* [Task objective]
Update the entries from the line that has "In this exercise you will find the dense" through the line that has "[(413, 324)]" by changing every "woodland" to "forest" and leaving everything else as it is. Return only those lines.

* [Records to process]
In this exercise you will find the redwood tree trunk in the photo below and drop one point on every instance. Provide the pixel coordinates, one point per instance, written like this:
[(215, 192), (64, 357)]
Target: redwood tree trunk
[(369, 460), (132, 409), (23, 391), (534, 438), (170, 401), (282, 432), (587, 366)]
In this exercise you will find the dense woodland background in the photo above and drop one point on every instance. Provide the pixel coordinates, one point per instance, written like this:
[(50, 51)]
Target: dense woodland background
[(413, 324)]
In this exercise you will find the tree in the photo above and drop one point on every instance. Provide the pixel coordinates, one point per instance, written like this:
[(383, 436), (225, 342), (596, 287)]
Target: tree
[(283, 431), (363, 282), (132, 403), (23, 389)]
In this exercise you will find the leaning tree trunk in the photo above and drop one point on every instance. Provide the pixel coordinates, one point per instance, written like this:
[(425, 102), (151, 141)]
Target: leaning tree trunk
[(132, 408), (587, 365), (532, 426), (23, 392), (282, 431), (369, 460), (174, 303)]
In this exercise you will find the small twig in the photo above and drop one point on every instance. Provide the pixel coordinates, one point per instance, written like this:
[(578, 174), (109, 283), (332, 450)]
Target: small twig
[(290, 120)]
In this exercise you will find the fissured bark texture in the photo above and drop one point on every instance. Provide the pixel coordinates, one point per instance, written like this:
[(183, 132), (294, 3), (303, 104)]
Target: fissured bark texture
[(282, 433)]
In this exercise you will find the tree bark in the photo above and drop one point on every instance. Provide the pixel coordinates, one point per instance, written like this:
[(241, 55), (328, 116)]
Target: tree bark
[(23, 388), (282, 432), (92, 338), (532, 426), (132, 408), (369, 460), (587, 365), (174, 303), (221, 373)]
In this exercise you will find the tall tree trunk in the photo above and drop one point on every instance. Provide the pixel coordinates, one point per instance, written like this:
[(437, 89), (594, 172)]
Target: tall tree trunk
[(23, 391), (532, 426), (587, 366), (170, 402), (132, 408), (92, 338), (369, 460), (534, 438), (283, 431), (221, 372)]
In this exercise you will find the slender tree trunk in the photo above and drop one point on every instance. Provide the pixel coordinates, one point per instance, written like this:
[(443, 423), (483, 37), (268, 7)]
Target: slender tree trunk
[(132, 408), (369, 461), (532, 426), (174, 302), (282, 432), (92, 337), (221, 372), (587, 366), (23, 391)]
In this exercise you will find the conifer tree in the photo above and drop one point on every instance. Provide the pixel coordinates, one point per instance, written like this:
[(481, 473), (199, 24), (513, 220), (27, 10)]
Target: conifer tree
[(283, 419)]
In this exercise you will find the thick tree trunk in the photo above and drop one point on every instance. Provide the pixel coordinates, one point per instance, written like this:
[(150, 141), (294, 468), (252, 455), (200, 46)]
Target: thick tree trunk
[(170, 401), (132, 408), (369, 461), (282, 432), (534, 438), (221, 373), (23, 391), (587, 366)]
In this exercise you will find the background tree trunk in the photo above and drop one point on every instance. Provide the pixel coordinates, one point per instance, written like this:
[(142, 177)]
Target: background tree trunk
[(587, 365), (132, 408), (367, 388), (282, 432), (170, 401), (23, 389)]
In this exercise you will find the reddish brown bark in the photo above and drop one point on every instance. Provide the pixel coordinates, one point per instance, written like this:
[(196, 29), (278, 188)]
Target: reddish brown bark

==

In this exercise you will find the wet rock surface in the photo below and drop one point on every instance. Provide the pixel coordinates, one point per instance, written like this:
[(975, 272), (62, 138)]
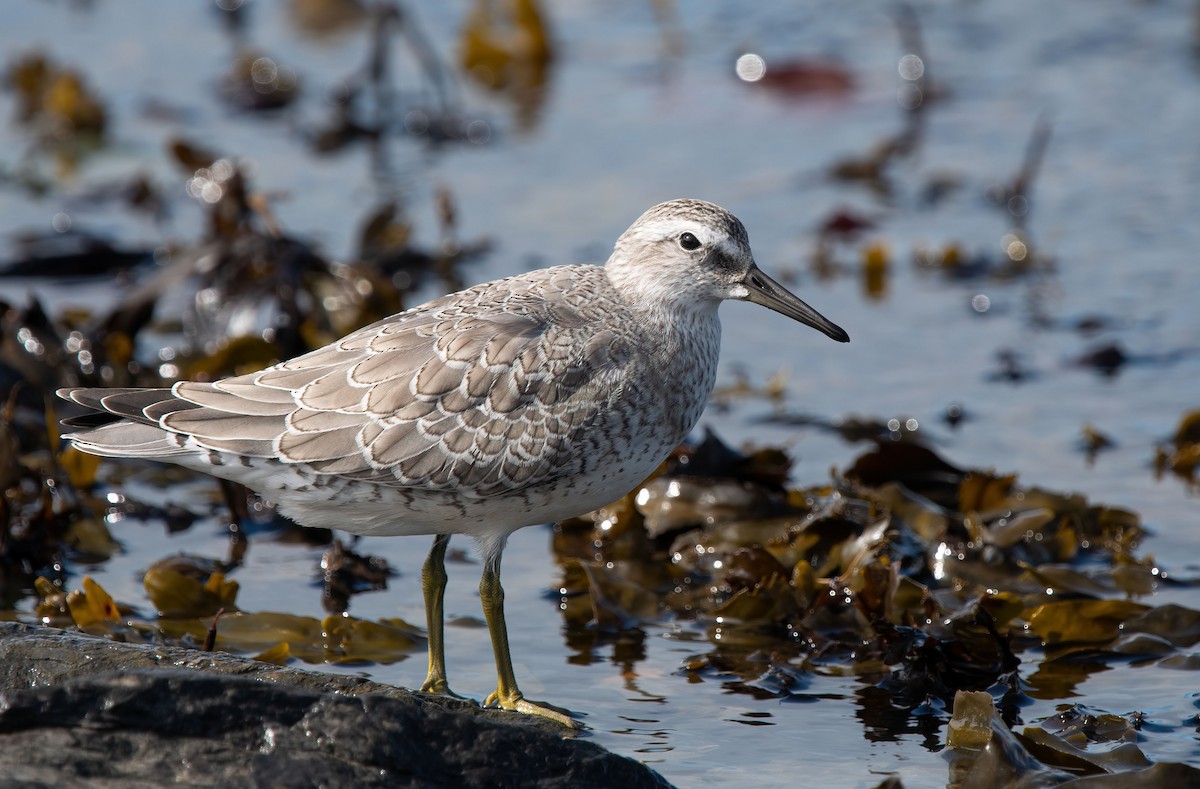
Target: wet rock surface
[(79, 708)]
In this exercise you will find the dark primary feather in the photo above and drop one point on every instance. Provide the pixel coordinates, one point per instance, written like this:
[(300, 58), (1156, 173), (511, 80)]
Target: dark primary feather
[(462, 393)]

* [Exercise answer]
In this exercise you will find the dense forest background in the photo above and drop one point on every instance. Provide the pixel coordinates, one point per instance, written like this:
[(50, 51)]
Target: dense forest background
[(413, 324)]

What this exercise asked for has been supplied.